◆ **Exercises**:
A: Copy word for word the part of the text on rooftop solar and utility monopolies that opens with the words containing "Rogers: I’d want" and closes with "better ourselves, Jim.".
B: Summarize the text on rooftop solar and utility monopolies in two sentences.
C: Write a continuation of the text on rooftop solar and utility monopolies, starting after its final sentence.

We read your interview with Martin Rosenberg of EnergyBiz. In particular, these remarks stand out:

ENERGYBIZ: If you were starting out your career today, where would you want to work?

Rogers: I’d want the solar on the rooftop. I’d want to run that. I’d want the ability to deploy new technologies that lead to productivity gains to the use of electricity in homes and businesses. I would go after the monopoly that I see weakened over the last 25 years.  My goal would be to take customers away from utilities as fast as I could, because I think they’re vulnerable. Regulations will not be changed fast enough to protect them.  The business model will not be changed fast enough.

We couldn’t have said it better ourselves, Jim.

Utilities are resorting to dirty and ineffective tactics to preserve their antiquated monopolies.  Last year, Arizona Public Service (APS) funded a multimillion-dollar anti-solar campaign. Reports of APS lying repeatedly about funding phony grassroots organizations and ads attacking their own customers unveiled an entire web of dark money.  What’s more, the utility trade association, Edison Electric Institute (EEI), joined APS with its own TV and radio ads attacking rooftop solar customers.  Despite spending millions and damaging their own brands, APS and EEI failed.  Regulators upheld net metering, and Arizonans still love solar.  What they did accomplish was dragging down APS’s net approval with its own customers by 13 points.

◆ **Given material**:

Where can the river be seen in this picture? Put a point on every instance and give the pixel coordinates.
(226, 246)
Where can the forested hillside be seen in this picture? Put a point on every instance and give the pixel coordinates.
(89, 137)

◆ **Answers below**:
A:
Rogers: I’d want the solar on the rooftop. I’d want to run that. I’d want the ability to deploy new technologies that lead to productivity gains to the use of electricity in homes and businesses. I would go after the monopoly that I see weakened over the last 25 years.  My goal would be to take customers away from utilities as fast as I could, because I think they’re vulnerable. Regulations will not be changed fast enough to protect them.  The business model will not be changed fast enough.

We couldn’t have said it better ourselves, Jim.

B: The writers quote Rogers's EnergyBiz interview, where he says he would use rooftop solar and new technologies to take customers away from vulnerable utility monopolies, and they say they couldn't have put it better. They then accuse utilities of dirty tactics, pointing to the multimillion-dollar anti-solar campaigns by APS and EEI in Arizona, which failed because regulators upheld net metering and which cut APS's net approval with its own customers by 13 points.

C:
Arizona proves your point: utilities can’t enforce rapid regulatory protections to preserve their monopolies.

But utilities do have a choice.  They can figure out how to adapt to avoid following in APS’s failed footsteps.  Duke, for example, can still make the right choice.  Unfortunately, your successor Lynn Good lacks your vision.  Just last week she met with local reporters and attacked rooftop solar to defend Duke’s monopoly.

As former CEO and President of Duke Energy and former Chairman of the Edison Electric Institute, you are uniquely positioned to help Duke and its trade association see a better way forward.  Help them realize that rent-seeking from regulators to protect their monopolies, instead of adapting to serve the needs of today’s energy consumers, is a short-sighted and deeply flawed strategy.  It failed for APS.  It will fail for Duke.

Sincerely,
Bryan Miller and John Stanton, co-Chairs of The Alliance for Solar Choice (TASC)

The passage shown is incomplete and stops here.